Your goal
Repeat the records below verbatim, and do not copy their pictures.

Supplied material

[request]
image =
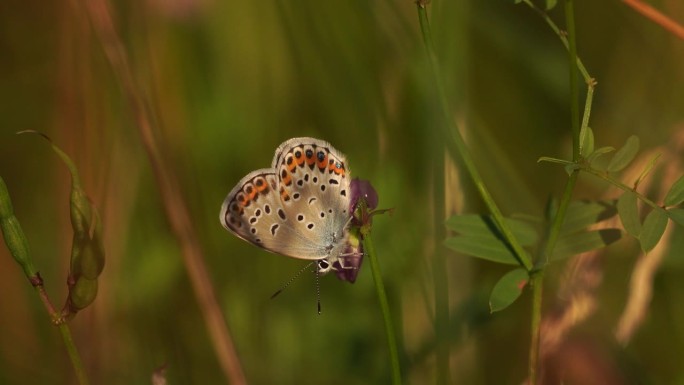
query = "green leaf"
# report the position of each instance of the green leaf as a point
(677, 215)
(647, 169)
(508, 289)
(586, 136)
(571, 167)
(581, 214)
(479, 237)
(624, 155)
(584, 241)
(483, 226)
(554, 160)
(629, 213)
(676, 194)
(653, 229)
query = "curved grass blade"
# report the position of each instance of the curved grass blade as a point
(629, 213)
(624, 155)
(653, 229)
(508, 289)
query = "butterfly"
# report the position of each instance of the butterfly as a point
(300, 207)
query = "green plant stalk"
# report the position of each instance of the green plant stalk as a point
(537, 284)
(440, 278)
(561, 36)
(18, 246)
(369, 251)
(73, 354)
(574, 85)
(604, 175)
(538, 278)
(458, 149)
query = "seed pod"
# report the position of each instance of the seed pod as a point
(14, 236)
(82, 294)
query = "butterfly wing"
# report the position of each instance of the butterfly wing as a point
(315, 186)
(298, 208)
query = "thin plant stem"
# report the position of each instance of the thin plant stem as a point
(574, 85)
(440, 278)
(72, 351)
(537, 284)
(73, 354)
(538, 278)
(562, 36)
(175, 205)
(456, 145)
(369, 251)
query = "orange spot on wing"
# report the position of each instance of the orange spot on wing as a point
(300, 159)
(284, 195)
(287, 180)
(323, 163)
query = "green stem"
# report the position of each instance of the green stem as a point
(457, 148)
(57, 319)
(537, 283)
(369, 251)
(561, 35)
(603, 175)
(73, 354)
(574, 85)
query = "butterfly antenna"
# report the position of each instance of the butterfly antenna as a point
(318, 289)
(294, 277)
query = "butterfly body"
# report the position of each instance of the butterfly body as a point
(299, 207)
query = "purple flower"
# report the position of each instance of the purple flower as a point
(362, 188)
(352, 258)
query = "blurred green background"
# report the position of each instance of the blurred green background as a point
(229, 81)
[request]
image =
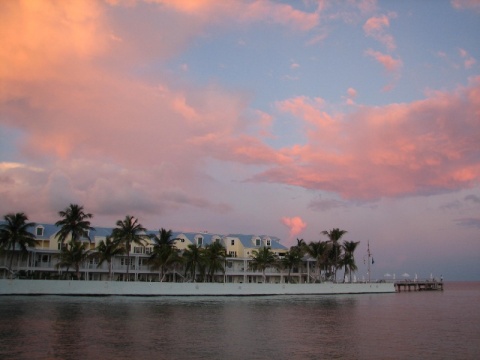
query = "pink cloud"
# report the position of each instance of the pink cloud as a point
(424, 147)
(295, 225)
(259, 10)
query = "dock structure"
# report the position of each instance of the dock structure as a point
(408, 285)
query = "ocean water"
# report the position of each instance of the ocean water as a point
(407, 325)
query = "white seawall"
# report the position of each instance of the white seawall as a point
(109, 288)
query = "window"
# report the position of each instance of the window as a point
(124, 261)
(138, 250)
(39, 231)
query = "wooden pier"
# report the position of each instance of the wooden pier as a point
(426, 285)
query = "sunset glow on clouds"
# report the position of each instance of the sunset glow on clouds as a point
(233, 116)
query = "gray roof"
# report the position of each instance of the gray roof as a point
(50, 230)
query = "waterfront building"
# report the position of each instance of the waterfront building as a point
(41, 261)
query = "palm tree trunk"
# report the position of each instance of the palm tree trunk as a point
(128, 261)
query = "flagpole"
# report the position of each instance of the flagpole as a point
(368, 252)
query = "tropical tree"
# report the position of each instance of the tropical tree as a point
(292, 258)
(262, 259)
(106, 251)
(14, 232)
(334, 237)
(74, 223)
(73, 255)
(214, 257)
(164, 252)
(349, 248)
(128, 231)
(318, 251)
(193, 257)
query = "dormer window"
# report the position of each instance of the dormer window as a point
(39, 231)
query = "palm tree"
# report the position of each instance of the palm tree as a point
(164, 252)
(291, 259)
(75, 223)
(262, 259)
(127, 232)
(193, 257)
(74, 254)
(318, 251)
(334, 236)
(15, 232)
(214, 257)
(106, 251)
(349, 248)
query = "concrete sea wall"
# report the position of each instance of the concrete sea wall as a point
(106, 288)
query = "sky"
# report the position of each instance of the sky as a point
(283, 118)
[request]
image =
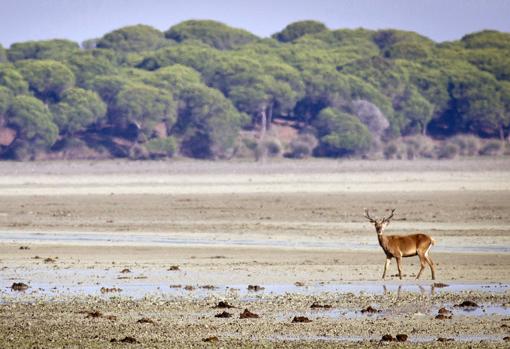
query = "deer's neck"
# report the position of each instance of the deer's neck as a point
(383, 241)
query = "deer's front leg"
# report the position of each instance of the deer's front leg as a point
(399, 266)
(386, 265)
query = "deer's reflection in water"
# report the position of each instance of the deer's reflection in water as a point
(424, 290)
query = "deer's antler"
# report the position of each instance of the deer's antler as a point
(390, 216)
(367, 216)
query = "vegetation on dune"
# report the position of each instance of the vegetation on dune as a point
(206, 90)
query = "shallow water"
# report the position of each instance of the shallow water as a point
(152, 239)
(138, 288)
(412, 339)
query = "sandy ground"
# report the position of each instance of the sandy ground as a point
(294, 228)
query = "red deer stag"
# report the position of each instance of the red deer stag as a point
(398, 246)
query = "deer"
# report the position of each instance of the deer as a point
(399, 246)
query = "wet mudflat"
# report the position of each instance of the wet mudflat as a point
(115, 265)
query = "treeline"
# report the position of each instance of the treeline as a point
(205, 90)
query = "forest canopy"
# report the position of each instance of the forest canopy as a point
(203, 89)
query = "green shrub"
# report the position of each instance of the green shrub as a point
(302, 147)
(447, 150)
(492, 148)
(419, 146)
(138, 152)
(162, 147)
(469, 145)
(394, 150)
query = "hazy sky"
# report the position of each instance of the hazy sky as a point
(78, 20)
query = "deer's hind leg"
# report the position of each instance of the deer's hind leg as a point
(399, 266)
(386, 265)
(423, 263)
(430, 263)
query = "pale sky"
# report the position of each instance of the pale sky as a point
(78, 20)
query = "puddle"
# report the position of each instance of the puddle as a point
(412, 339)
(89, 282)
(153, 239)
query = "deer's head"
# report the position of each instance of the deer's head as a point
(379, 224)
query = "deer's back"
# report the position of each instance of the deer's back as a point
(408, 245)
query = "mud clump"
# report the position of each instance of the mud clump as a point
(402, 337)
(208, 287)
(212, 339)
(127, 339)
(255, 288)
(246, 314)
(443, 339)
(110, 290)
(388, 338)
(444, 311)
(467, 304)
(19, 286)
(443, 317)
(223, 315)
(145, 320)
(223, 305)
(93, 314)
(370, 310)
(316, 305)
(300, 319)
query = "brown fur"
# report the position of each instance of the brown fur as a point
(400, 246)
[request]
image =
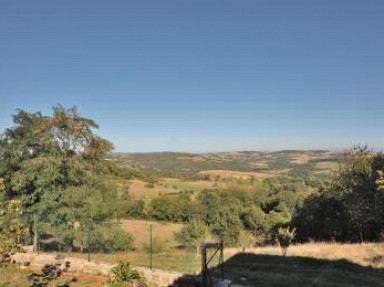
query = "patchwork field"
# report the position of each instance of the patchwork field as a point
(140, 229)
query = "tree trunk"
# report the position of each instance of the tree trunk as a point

Result
[request]
image =
query = "green leaf"
# report the position of each instance of the green leaf as a point
(677, 215)
(647, 169)
(508, 289)
(586, 136)
(571, 167)
(581, 214)
(479, 237)
(624, 155)
(584, 241)
(483, 226)
(554, 160)
(629, 213)
(676, 194)
(653, 229)
query = "curved grass blade"
# report the position of each instance of the curved grass blade as a point
(629, 213)
(624, 155)
(653, 229)
(508, 289)
query = "butterfly"
# report the position of each instance of the butterfly as a point
(300, 207)
query = "green plant stalk"
# report the position of each instance of the green plant stalk as a point
(537, 284)
(440, 278)
(561, 36)
(18, 246)
(369, 251)
(73, 354)
(574, 85)
(604, 175)
(538, 278)
(458, 149)
query = "seed pod"
# report the position of each instance of the seed pod as a point
(14, 236)
(82, 294)
query = "butterfly wing"
# report the position of each instance of the butterfly wing as a point
(315, 186)
(298, 208)
query = "thin plant stem"
# report the position of each instance of the thin plant stem as a point
(574, 85)
(440, 278)
(72, 351)
(537, 284)
(73, 354)
(538, 278)
(562, 36)
(175, 205)
(456, 145)
(369, 251)
query = "orange spot on wing"
# report the position of each instance of the orange spot on wing as a point
(300, 159)
(284, 195)
(287, 180)
(323, 163)
query = "green stem"
# report the position of each instance of the green stem as a point
(457, 148)
(57, 319)
(537, 283)
(369, 251)
(561, 35)
(603, 175)
(73, 354)
(574, 85)
query = "butterfly antenna"
# report the position of each instance of the butterfly antenna as a point
(318, 289)
(294, 277)
query = "butterfly body"
# report the position of each instance of the butterfly body as a point
(299, 207)
query = "purple flower"
# report the position of each instance of the purple flower as a point
(362, 188)
(352, 258)
query = "blurred green background"
# report the position of each instance of the blurred green background as a point
(229, 81)
[request]
image =
query = "pink cloud"
# report the position of each instance of the pink cloud as a point
(424, 147)
(295, 225)
(259, 10)
query = "dock structure"
# report the position of each instance of the dock structure as a point
(408, 285)
query = "ocean water"
# report the position of each instance of the ocean water as a point
(407, 325)
query = "white seawall"
# report the position of each instance of the white seawall as a point
(109, 288)
query = "window"
# report the position of each instance of the window as a point
(124, 261)
(138, 250)
(39, 231)
query = "wooden pier"
# report the position of each instance of the wooden pier as a point
(426, 285)
query = "sunset glow on clouds"
# report the position of each instance of the sunset glow on clouds as a point
(233, 116)
query = "gray roof"
# report the position of each instance of the gray roof as a point
(50, 230)
query = "waterfront building"
# report the position of each instance of the waterfront building as a point
(41, 261)
query = "palm tree trunk"
# report the position of each instance of the palm tree trunk as a point
(128, 261)
query = "flagpole"
# report the position of each instance of the flagpole as a point
(368, 252)
query = "tropical tree"
# report the position of each instance of the tropical tree as a point
(292, 258)
(262, 259)
(106, 251)
(14, 232)
(334, 237)
(74, 223)
(73, 255)
(214, 257)
(164, 252)
(349, 248)
(128, 231)
(318, 251)
(193, 257)
query = "dormer window"
# report the position of each instance of the dormer window as a point
(39, 231)
query = "palm tree"
# report the position of each instance of the palm tree as a point
(164, 252)
(291, 259)
(75, 223)
(262, 259)
(127, 232)
(193, 257)
(74, 254)
(318, 251)
(334, 236)
(15, 232)
(214, 257)
(106, 251)
(349, 248)
query = "concrete sea wall"
# report the position of each instance of the concrete sea wall as a point
(106, 288)
query = "sky"
# report the position of each instance of the sky as a point
(283, 118)
[request]
image =
query = "deer's neck"
# report the position of each instance of the deer's neck as a point
(383, 241)
query = "deer's front leg"
# report the position of each instance of the deer's front leg as a point
(399, 266)
(386, 265)
query = "deer's reflection in water"
# report the position of each instance of the deer's reflection in water as a point
(424, 290)
query = "deer's antler"
# report the position of each instance of the deer's antler as a point
(390, 216)
(367, 216)
query = "vegetation on dune"
# report the position of each instance of the vegetation on dune as a point
(206, 90)
query = "shallow water"
# report the position of each instance of the shallow water as a point
(152, 239)
(138, 288)
(412, 339)
query = "sandy ground"
# report the position of each instance of the sandy ground as a point
(294, 228)
query = "red deer stag"
# report the position of each instance of the red deer stag as a point
(398, 246)
query = "deer"
# report the position of each instance of the deer as a point
(399, 246)
query = "wet mudflat"
# report the position of each instance of the wet mudflat as a point
(115, 265)
query = "treeline"
# report the position of each instance of the treeline as a point
(205, 90)
query = "forest canopy"
# report the position of each instance of the forest canopy as a point
(203, 89)
query = "green shrub"
# report the position of each instance of the green shrub as a point
(302, 147)
(447, 150)
(492, 148)
(419, 146)
(138, 152)
(162, 147)
(469, 145)
(394, 150)
query = "hazy sky"
# report the position of each instance of the hazy sky as a point
(78, 20)
query = "deer's hind leg"
# report the position of each instance of the deer's hind leg as a point
(399, 266)
(386, 265)
(423, 263)
(430, 263)
query = "pale sky"
# report the position of each instance of the pale sky as a point
(78, 20)
query = "puddle"
# report the position of each instance of the puddle as a point
(412, 339)
(89, 282)
(153, 239)
query = "deer's head"
# report the position of each instance of the deer's head as a point
(379, 224)
query = "deer's back"
# report the position of each instance of the deer's back as a point
(408, 245)
query = "mud clump"
# report the position of each instance of the mud clump as a point
(402, 337)
(208, 287)
(212, 339)
(127, 339)
(255, 288)
(246, 314)
(443, 339)
(110, 290)
(388, 338)
(444, 311)
(467, 304)
(19, 286)
(443, 317)
(223, 315)
(145, 320)
(223, 305)
(93, 314)
(370, 310)
(316, 305)
(300, 319)
query = "brown fur"
# report the position of each instance of the brown fur as a point
(400, 246)
[request]
image =
query = "patchwork field"
# report the position of each instance of the patchwork field as a point
(140, 229)
query = "tree trunk"
# report the position of each instance of the tree trunk as a point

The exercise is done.